━━━ Input records ━━━

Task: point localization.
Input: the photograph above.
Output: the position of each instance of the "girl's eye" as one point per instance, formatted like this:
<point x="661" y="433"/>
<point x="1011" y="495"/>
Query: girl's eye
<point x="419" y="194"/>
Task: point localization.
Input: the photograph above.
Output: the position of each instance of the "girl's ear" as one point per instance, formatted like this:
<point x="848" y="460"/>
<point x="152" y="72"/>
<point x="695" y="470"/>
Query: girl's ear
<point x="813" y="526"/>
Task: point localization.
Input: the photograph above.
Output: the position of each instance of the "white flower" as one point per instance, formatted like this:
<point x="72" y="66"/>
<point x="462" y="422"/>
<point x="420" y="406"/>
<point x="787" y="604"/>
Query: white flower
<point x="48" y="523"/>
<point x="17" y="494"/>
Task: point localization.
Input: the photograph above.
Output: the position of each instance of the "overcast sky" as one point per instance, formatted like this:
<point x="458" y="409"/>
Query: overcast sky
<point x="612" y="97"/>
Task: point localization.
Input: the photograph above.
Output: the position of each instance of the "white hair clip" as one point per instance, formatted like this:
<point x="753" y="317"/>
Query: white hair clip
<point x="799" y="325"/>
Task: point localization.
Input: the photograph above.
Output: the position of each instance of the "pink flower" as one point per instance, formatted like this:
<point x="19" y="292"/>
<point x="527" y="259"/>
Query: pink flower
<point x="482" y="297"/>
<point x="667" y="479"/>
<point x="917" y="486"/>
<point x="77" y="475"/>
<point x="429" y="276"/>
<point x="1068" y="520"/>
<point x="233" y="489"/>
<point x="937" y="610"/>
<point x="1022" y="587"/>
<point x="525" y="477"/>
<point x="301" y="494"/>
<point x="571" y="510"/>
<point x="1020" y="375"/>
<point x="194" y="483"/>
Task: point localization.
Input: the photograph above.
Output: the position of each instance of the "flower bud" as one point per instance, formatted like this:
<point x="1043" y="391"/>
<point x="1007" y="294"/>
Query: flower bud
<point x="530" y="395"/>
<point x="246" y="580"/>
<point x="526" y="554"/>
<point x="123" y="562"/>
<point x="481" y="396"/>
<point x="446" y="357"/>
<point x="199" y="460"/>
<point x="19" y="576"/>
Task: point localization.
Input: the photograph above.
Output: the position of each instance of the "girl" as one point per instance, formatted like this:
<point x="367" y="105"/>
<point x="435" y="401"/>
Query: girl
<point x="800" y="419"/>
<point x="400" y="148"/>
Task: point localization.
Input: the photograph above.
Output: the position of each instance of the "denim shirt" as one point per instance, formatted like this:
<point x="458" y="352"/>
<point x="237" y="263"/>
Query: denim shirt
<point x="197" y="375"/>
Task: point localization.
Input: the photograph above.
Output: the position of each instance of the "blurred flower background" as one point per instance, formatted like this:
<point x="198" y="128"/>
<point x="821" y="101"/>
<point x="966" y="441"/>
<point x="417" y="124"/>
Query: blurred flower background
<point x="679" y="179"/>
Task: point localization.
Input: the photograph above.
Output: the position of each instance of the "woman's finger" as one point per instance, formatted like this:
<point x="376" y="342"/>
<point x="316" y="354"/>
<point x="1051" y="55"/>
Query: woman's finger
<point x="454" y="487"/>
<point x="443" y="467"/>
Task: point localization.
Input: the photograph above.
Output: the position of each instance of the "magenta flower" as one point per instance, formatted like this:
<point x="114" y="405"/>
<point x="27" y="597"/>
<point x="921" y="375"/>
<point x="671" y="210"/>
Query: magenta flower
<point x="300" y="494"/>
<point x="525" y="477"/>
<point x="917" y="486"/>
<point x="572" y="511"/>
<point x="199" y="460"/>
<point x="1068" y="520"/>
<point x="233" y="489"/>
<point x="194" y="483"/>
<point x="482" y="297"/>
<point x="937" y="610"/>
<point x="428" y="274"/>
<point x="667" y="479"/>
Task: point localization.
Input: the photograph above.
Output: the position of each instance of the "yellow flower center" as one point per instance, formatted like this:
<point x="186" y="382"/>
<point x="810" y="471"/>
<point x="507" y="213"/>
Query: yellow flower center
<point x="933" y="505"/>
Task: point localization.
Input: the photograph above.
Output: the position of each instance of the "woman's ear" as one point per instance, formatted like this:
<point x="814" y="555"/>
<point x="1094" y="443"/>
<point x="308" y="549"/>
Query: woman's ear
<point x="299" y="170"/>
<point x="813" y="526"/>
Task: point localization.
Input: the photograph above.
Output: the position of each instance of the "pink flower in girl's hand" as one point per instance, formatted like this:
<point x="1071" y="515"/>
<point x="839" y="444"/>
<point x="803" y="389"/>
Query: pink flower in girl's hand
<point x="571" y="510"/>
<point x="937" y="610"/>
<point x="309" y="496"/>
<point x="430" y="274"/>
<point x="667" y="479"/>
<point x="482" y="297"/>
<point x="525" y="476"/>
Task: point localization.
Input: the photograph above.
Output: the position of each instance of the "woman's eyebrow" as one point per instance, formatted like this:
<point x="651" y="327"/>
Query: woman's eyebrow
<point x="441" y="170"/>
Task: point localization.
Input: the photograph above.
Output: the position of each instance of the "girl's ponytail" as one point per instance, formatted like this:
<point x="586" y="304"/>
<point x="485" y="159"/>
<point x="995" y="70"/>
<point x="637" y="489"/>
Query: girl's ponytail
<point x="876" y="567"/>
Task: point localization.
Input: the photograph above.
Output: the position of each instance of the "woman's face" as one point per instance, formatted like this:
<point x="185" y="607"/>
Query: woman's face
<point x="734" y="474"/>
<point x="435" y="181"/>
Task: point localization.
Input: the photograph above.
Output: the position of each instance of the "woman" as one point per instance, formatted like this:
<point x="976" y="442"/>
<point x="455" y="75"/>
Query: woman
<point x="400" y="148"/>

━━━

Stated goal: Every entry should be output exactly as written, please.

Solution to the exercise:
Task: point localization.
Input: the photograph above.
Output: the position of each instance of the "girl's eye" as one point per instance, formatted like this:
<point x="661" y="433"/>
<point x="1011" y="495"/>
Query: girl's eye
<point x="419" y="194"/>
Task: point localization.
Input: the photograph above.
Output: the position of each instance of the "girl's ear" as one point per instance, formatted like this:
<point x="848" y="460"/>
<point x="152" y="72"/>
<point x="695" y="470"/>
Query: girl's ear
<point x="813" y="526"/>
Task: point localization.
Input: the photograph above.
Output: the position of each instance of the "white flower" as one point per instance, formatted like this:
<point x="72" y="66"/>
<point x="462" y="422"/>
<point x="420" y="406"/>
<point x="787" y="604"/>
Query: white flower
<point x="48" y="523"/>
<point x="17" y="494"/>
Task: point localization.
Input: the photograph above.
Output: the position of each instance of the "overcast sky" as one point per instance, formatted like this:
<point x="458" y="409"/>
Query: overcast sky
<point x="612" y="97"/>
Task: point localization.
Input: the photograph above.
Output: the position of each instance of the "white hair clip" as one point per instance, formatted like this:
<point x="753" y="317"/>
Query: white hair clip
<point x="799" y="325"/>
Task: point localization.
Input: the photograph above.
Output: the position of each instance of the "pink flower" as one point per instance, formatted like this:
<point x="19" y="292"/>
<point x="527" y="259"/>
Query: pink flower
<point x="482" y="297"/>
<point x="667" y="479"/>
<point x="917" y="486"/>
<point x="77" y="475"/>
<point x="429" y="276"/>
<point x="1068" y="520"/>
<point x="233" y="489"/>
<point x="937" y="610"/>
<point x="1022" y="587"/>
<point x="525" y="477"/>
<point x="301" y="494"/>
<point x="571" y="510"/>
<point x="1020" y="375"/>
<point x="194" y="483"/>
Task: point localization.
Input: the photograph above.
Output: the position of each instance of the "flower bud" as one point per instance, formatted like this:
<point x="1043" y="391"/>
<point x="1007" y="294"/>
Query: flower bud
<point x="530" y="395"/>
<point x="246" y="580"/>
<point x="526" y="554"/>
<point x="123" y="562"/>
<point x="481" y="396"/>
<point x="446" y="357"/>
<point x="199" y="460"/>
<point x="19" y="576"/>
Task: point localization.
Input: the photograph above.
Output: the position of each instance of the "girl" as one point per instance, formatted like this:
<point x="367" y="105"/>
<point x="435" y="401"/>
Query: girl
<point x="800" y="419"/>
<point x="400" y="148"/>
Task: point localization.
Input: the photograph above.
Output: the position of each instance of the "denim shirt" as one point per instance, formatted like this:
<point x="458" y="352"/>
<point x="237" y="263"/>
Query: denim shirt
<point x="197" y="375"/>
Task: point localization.
Input: the photograph above.
Output: the position of each instance of the "blurred flower background" as one point per instance, formatted like this:
<point x="198" y="128"/>
<point x="821" y="101"/>
<point x="966" y="441"/>
<point x="417" y="124"/>
Query: blurred flower background
<point x="679" y="179"/>
Task: point localization.
Input: the photograph above.
Output: the position of each instance of the "woman's finger" as one point per instance, formatted like this:
<point x="376" y="342"/>
<point x="316" y="354"/>
<point x="1051" y="55"/>
Query: woman's finger
<point x="454" y="487"/>
<point x="443" y="467"/>
Task: point localization.
Input: the photograph above.
Output: the position of each instance of the "magenta flower" as one point per instance, formatted like this:
<point x="114" y="405"/>
<point x="27" y="597"/>
<point x="921" y="375"/>
<point x="671" y="210"/>
Query: magenta flower
<point x="300" y="494"/>
<point x="525" y="477"/>
<point x="917" y="486"/>
<point x="572" y="511"/>
<point x="199" y="460"/>
<point x="1068" y="520"/>
<point x="233" y="489"/>
<point x="194" y="483"/>
<point x="482" y="297"/>
<point x="937" y="610"/>
<point x="428" y="274"/>
<point x="667" y="479"/>
Task: point localization.
Input: the photograph above.
Output: the position of each instance of the "yellow flower center" as one point per instance, formatted like this:
<point x="186" y="382"/>
<point x="810" y="471"/>
<point x="507" y="213"/>
Query: yellow flower center
<point x="933" y="505"/>
Task: point localization.
Input: the photograph above.
Output: the position of each instance of the "woman's ear" as one point per instance, formatted like this:
<point x="814" y="555"/>
<point x="1094" y="443"/>
<point x="308" y="549"/>
Query: woman's ear
<point x="299" y="170"/>
<point x="813" y="526"/>
Task: point localization.
Input: the photograph above.
Output: the position of each instance of the "pink flower in girl's hand" as one point per instance, formatted like this:
<point x="1071" y="515"/>
<point x="839" y="444"/>
<point x="803" y="389"/>
Query: pink flower in girl's hand
<point x="571" y="510"/>
<point x="937" y="610"/>
<point x="309" y="496"/>
<point x="430" y="274"/>
<point x="667" y="479"/>
<point x="482" y="297"/>
<point x="525" y="476"/>
Task: point localization.
Input: the photograph above.
Output: the position of each instance of the "woman's eyebrow" as one point per instance, formatted like this:
<point x="651" y="327"/>
Query: woman's eyebrow
<point x="441" y="170"/>
Task: point localization.
Input: the photograph above.
Output: the position of each instance of the "girl's ponytail" as one point per instance, formatted like this:
<point x="586" y="304"/>
<point x="485" y="159"/>
<point x="995" y="70"/>
<point x="637" y="489"/>
Query: girl's ponytail
<point x="876" y="567"/>
Task: point localization.
Input: the photograph above.
Output: the position of each instance of the "woman's face" as one point per instance, formatted like this:
<point x="185" y="607"/>
Query: woman's face
<point x="734" y="474"/>
<point x="435" y="181"/>
Task: point localization.
Input: the photograph above.
Output: the position of each instance of the "woman" as one point per instance, formatted like this:
<point x="976" y="442"/>
<point x="455" y="75"/>
Query: woman
<point x="400" y="148"/>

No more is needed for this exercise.